REQUIRED TASKS
1 - Based on the text on early farming, decide whether each statement below agrees with it: (a) the Middle East started the trend by domesticating goats and cultivating wheat; (b) the new farming communities had fewer children because the work was hard; (c) maize and llamas were cultivated in the Far East. Answer yes or no for each, quoting the words of the text that decide it.
2 - In the text on early farming, give the stretch from "The immediate effects" through "to conquer nature." again, changing "extra hands" to "additional workers".
3 - Rewrite the paragraph of the text on early farming that begins "Climatic conditions at the time" as a short list, keeping its main facts.

SELECTED TEXT
For most of human history, we spent our days hunting and gathering food, wherever we could find them. If a particular area was lacking in nutrient rich supplies, or if it was being made use of by another band whom we didn’t want to war with, then we would simply wander somewhere else and make hay wherever the nutritional sun shone.
About 10,000 years ago, our ancestors stumbled across the seemingly genius idea of domesticating animals and cultivating easy to grow foodstuffs so that we could experience plentiful supplies of essential foodstuffs without having to wander the savannah.
Climatic conditions at the time were ripe for this sort of development, and the Middle East began the trend by domesticating goats and cultivating wheat. Peas and lentils followed in the Levant, and later olives, horses and grapevines added a little variety to our newly sedentary lives. Meanwhile in Central America there were simultaneous movements towards the cultivation of maize, beans, potatoes and llamas and in the Far East, it was rice, millet and pigs.
The immediate effects of their work were greater overall supplies of food. However, the work was hard, and so these newly formed communities took advantage of the surplus food supplies by having more children who could share the load and work the farms.
Who could blame them for wanting the help? Our bodies were simply not yet adapted to this type of living. We were used to wandering from place to place, climbing trees and chasing animals, not clearing the land, sewing seed and harvesting the produce. Our skeletal integrity was soon suffering due to the wear and tear of this tough farming life and so reproduction became the way to seemingly get ahead.
Indeed, the sorts of crops that lent themselves to domestication required constant attention and protection from pests and climatic conditions, so the extra hands would hopefully make light work of our attempt to conquer nature.

DATASET EXTRACT
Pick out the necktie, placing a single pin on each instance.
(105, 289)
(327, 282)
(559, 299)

TASK SOLUTIONS
1 -
(a) Yes: "the Middle East began the trend by domesticating goats and cultivating wheat"
(b) No: "took advantage of the surplus food supplies by having more children who could share the load and work the farms"
(c) No: "in the Far East, it was rice, millet and pigs"

2 -
The immediate effects of their work were greater overall supplies of food. However, the work was hard, and so these newly formed communities took advantage of the surplus food supplies by having more children who could share the load and work the farms.
Who could blame them for wanting the help? Our bodies were simply not yet adapted to this type of living. We were used to wandering from place to place, climbing trees and chasing animals, not clearing the land, sewing seed and harvesting the produce. Our skeletal integrity was soon suffering due to the wear and tear of this tough farming life and so reproduction became the way to seemingly get ahead.
Indeed, the sorts of crops that lent themselves to domestication required constant attention and protection from pests and climatic conditions, so the additional workers would hopefully make light work of our attempt to conquer nature.

3 -
- The climate at the time favored this development.
- Middle East: started the trend with goats and wheat.
- Levant: peas and lentils, later olives, horses and grapevines.
- Central America: maize, beans, potatoes and llamas.
- Far East: rice, millet and pigs.